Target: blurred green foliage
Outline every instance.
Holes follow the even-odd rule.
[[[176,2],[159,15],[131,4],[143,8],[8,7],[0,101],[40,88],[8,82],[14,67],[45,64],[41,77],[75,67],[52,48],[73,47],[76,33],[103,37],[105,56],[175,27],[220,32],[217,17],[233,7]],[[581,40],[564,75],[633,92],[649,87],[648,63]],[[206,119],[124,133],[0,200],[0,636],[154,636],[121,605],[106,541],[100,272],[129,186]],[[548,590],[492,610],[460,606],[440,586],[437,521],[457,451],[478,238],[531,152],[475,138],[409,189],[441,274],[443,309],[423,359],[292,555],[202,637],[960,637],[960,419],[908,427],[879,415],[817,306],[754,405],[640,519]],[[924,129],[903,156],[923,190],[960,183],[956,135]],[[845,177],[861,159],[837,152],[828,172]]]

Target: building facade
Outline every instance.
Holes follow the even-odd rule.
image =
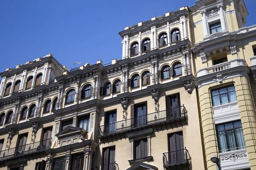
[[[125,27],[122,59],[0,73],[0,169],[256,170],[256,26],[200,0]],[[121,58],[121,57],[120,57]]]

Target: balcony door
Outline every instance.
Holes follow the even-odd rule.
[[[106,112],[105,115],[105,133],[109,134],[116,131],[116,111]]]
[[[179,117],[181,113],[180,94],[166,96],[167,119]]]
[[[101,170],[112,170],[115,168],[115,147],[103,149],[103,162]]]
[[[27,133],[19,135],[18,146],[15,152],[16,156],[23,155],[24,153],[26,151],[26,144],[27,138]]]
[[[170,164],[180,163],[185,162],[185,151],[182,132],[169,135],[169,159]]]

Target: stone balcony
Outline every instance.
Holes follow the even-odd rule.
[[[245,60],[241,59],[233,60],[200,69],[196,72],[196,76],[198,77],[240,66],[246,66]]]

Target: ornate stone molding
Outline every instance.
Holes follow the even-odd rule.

§ What the task asks: Write out everything from the line that contains "Target: building facade" down through the end of the records, copied word for word, with the pictures left out.

§ Task output:
Target: building facade
Outline every instance.
Holes follow the even-odd rule.
image =
[[[125,27],[122,59],[0,73],[0,169],[256,170],[256,26],[200,0]],[[121,58],[121,57],[120,57]]]

Target: balcony door
Outline every instance.
Holes follow the even-odd rule.
[[[106,112],[105,115],[105,133],[109,134],[116,131],[116,111]]]
[[[179,117],[181,113],[180,94],[166,96],[167,119]]]
[[[101,170],[112,170],[115,168],[115,147],[103,149],[103,162]]]
[[[27,133],[19,135],[18,146],[15,152],[16,156],[23,155],[24,153],[26,151],[26,144],[27,138]]]
[[[170,164],[180,163],[185,162],[185,151],[182,132],[169,135],[169,159]]]

Target: stone balcony
Outline every instance.
Holes follow the even-odd rule.
[[[245,60],[241,59],[233,60],[200,69],[196,72],[196,76],[198,77],[240,66],[246,66]]]

Target: ornate stone molding
Outline every instance.
Holes follow the even-odd rule.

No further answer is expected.